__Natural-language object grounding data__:
******

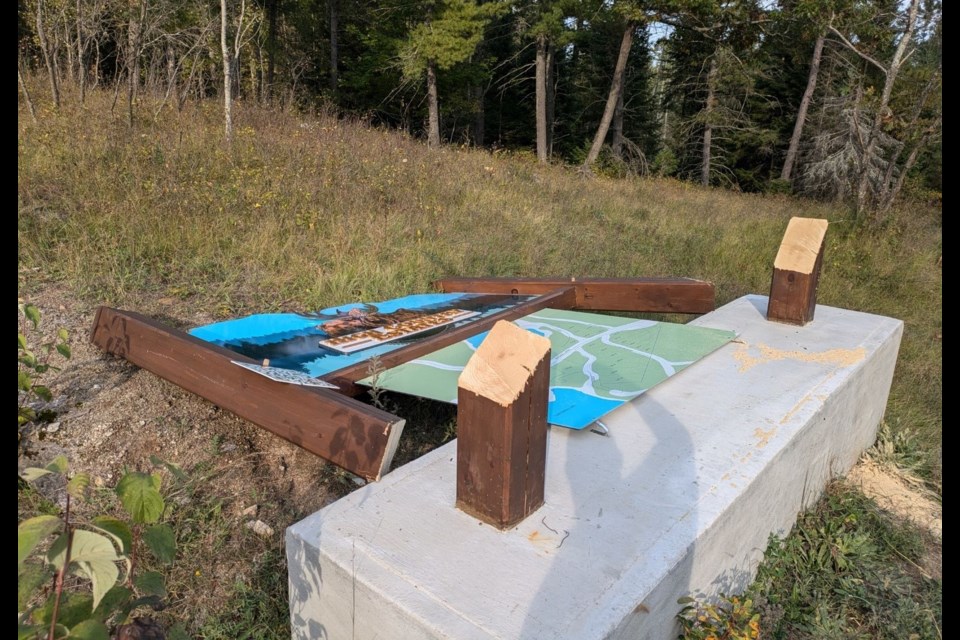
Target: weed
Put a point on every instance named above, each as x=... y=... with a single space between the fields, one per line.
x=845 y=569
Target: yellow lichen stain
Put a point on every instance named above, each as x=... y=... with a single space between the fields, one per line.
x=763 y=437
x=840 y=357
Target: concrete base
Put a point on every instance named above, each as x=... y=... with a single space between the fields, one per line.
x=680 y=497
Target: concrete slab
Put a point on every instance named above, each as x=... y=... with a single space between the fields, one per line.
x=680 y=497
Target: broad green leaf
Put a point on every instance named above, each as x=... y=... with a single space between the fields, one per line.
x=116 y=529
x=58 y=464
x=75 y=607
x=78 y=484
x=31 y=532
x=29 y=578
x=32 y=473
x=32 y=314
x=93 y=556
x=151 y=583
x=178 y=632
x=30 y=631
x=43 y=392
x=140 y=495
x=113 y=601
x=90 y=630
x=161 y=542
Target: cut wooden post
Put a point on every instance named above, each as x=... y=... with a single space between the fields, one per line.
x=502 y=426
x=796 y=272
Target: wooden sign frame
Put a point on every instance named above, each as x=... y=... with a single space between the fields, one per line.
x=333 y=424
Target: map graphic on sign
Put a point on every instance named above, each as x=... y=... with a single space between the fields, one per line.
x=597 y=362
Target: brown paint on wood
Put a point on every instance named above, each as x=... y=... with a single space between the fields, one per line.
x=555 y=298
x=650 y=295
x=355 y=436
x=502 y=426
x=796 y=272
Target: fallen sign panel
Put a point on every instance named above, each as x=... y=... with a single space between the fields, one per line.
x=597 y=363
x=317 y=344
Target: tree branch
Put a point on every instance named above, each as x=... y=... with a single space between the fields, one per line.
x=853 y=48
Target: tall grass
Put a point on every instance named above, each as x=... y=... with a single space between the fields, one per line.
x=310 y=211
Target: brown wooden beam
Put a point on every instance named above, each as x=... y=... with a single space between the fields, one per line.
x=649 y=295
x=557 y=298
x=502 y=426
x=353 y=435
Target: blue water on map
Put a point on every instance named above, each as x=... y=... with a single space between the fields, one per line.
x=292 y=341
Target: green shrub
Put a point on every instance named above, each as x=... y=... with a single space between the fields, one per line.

******

__What this task involves__: In the entries above, the lines from the one bearing "Target: tree branch" up to and including the one bearing "Target: green shrub" should be transcribed exactly; no other line is wanted.

__Result__:
Target: tree branch
Put a point on every instance named above, each as x=... y=... with a single space between the fields, one per line.
x=853 y=48
Target: tall grass
Put a point on every instance named above, each as x=... y=... with a single space between the fields, one per line.
x=310 y=211
Target: brown wooden beam
Put a point on every instance named above, each as x=... y=... with a single space between the fields, one per line.
x=649 y=295
x=557 y=298
x=502 y=426
x=353 y=435
Target: blue water on map
Put a point on every instance named above, each as x=... y=... with a single space between the fields, one per line.
x=292 y=341
Target: green shrub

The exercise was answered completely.